Answer the following from the Andreas Achenbach biography below.
(a) In what year did Achenbach begin his art education?
(b) Whose influence redirected his talent after he moved to Munich?
(c) In which countries did he travel extensively?

» SOURCE TEXT:

+++

Andreas   Achenbach

(Cassel, 29 September 1815 - 1 April 1910, Düsselorf)

Andreas AchenbachBorn at Cassel, he began his art education in 1827, in Düsselorf School under Friedrich Wilhelm Schadow at the Düsselorf Academy of Painting. In his early work he followed the pseudo-idealism of the German romantic school, but on removing to Munich in 1835, the stronger influence of Louis Gurlitt turned his talent into new channels, and he became the founder of the German realistic school. Although his landscapes evince too much of his aim at picture-making and lack personal temperament, he is a master of technique, and is historically important as a reformer.

Educated at St Petersburg, he travelled extensively in the Netherlands, Scandinavia and Italy, where he produced many watercolours. His paintings of the European North Sea coasts had considerable influence in Germany; he was regarded as the father of 19th-century German landscape painting.

+++

» MATERIAL PROVIDED:
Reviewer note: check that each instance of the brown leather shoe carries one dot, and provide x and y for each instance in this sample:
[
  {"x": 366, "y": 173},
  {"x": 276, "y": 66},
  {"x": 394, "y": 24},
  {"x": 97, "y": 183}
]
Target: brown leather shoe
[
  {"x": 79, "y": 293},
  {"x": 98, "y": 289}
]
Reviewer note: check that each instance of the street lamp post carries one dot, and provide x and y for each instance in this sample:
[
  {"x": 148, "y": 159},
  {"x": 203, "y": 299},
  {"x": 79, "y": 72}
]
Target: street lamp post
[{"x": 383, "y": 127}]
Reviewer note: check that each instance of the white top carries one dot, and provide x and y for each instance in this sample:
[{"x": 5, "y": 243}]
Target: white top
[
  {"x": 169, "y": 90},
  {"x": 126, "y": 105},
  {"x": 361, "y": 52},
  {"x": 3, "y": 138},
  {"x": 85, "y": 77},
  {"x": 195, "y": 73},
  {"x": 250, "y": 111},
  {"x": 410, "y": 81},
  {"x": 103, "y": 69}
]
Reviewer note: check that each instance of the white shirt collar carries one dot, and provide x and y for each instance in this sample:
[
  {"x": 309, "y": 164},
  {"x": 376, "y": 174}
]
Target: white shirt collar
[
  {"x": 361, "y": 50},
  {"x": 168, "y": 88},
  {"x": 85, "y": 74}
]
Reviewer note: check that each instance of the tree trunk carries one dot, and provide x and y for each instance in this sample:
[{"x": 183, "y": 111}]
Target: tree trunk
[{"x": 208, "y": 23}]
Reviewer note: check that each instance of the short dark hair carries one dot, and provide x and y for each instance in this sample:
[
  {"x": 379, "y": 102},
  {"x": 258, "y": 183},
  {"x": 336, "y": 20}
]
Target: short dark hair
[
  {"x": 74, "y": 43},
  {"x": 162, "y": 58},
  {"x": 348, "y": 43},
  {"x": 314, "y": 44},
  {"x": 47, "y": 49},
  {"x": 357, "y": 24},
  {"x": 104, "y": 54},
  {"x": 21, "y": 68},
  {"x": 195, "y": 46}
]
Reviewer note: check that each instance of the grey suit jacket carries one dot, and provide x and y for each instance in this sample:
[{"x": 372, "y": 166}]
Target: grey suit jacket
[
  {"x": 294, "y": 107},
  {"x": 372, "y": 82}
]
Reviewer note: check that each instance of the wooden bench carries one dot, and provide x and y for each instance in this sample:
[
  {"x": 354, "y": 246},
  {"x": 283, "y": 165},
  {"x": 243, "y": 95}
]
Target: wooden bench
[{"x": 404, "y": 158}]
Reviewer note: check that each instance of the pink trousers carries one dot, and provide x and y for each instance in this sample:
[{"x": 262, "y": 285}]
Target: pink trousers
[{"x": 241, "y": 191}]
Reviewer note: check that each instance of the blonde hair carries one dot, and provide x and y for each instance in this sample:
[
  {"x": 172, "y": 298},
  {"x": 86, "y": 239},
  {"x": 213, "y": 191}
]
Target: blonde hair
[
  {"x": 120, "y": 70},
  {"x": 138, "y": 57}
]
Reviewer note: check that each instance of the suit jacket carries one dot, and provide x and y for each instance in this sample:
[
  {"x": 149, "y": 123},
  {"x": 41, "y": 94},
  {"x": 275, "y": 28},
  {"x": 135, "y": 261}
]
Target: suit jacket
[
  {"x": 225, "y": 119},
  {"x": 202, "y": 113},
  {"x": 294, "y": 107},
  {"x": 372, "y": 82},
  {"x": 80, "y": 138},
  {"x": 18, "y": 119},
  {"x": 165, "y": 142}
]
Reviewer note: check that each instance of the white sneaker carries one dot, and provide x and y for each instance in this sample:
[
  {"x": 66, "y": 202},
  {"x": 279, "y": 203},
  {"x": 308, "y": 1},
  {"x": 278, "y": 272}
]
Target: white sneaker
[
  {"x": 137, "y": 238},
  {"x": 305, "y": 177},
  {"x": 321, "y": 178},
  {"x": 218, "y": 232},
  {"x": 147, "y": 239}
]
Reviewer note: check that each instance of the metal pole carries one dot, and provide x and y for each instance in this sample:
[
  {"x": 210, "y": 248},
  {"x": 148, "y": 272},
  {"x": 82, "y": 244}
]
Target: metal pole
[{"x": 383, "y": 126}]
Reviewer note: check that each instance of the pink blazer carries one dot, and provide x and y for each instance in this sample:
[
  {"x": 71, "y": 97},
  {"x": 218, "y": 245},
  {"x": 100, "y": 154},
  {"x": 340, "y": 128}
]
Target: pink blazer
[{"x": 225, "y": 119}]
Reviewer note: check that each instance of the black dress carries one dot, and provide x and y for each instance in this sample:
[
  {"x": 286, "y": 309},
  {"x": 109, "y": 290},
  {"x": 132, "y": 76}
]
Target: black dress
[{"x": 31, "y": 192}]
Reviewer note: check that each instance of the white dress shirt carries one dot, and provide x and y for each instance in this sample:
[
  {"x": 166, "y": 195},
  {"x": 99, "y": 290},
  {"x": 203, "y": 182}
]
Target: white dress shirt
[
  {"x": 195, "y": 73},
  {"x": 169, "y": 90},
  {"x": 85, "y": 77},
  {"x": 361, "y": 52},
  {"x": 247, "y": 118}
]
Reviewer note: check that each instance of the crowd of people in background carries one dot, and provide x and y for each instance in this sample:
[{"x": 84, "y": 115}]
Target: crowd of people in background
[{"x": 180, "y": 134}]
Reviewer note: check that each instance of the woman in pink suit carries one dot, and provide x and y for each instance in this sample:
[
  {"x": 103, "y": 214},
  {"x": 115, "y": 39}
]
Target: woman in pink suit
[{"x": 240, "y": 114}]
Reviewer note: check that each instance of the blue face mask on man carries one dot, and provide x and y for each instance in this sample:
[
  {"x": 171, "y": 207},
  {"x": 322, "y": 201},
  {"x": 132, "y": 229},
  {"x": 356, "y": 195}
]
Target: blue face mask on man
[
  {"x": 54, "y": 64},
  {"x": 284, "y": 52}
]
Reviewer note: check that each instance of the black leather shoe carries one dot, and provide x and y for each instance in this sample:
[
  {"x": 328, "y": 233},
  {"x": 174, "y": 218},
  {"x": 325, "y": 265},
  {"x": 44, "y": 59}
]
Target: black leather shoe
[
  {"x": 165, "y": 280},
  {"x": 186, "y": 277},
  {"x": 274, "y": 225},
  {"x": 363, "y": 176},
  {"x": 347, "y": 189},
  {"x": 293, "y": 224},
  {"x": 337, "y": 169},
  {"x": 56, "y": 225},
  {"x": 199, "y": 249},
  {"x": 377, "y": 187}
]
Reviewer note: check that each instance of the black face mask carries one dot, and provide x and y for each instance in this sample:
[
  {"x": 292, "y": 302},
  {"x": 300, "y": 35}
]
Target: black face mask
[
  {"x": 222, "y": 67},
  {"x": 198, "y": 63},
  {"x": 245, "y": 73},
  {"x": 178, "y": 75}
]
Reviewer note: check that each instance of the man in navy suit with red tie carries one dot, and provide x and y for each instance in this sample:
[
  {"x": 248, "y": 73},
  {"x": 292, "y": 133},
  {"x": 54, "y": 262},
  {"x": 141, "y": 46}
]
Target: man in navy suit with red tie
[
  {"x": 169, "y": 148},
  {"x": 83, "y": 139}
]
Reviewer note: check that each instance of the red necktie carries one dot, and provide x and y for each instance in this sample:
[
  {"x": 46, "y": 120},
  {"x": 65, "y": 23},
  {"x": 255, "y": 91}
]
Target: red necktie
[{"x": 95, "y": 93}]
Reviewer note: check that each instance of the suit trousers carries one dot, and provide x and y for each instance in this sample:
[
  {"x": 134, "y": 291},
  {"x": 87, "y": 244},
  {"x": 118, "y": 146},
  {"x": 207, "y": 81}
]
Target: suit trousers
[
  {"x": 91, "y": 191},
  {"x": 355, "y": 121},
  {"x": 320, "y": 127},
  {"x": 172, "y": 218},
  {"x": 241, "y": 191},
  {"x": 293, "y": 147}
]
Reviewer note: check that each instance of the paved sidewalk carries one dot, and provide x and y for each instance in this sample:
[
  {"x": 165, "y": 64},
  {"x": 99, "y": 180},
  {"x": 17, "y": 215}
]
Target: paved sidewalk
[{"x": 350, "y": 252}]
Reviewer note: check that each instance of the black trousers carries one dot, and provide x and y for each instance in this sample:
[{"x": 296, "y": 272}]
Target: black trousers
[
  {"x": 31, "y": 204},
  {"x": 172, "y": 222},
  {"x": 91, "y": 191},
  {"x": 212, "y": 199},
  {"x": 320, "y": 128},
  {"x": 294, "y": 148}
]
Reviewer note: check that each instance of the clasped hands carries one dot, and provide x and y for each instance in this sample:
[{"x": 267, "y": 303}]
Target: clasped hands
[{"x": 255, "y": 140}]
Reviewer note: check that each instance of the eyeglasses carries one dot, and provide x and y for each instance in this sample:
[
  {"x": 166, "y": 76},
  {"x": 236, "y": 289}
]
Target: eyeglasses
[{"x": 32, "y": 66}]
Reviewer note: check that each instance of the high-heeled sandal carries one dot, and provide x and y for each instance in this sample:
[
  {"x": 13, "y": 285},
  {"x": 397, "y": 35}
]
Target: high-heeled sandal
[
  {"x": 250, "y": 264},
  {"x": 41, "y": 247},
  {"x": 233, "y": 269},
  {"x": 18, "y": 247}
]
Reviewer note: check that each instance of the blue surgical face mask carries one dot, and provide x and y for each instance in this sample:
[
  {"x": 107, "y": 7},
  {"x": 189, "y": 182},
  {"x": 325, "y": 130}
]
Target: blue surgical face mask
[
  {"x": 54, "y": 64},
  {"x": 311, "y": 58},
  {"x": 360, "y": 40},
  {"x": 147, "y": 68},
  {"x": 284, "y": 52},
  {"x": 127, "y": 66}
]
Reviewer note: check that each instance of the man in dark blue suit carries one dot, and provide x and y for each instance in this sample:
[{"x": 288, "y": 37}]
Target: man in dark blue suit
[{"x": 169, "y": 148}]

+++

» EXERCISE OUTPUT:
(a) 1827
(b) Louis Gurlitt
(c) The Netherlands, Scandinavia and Italy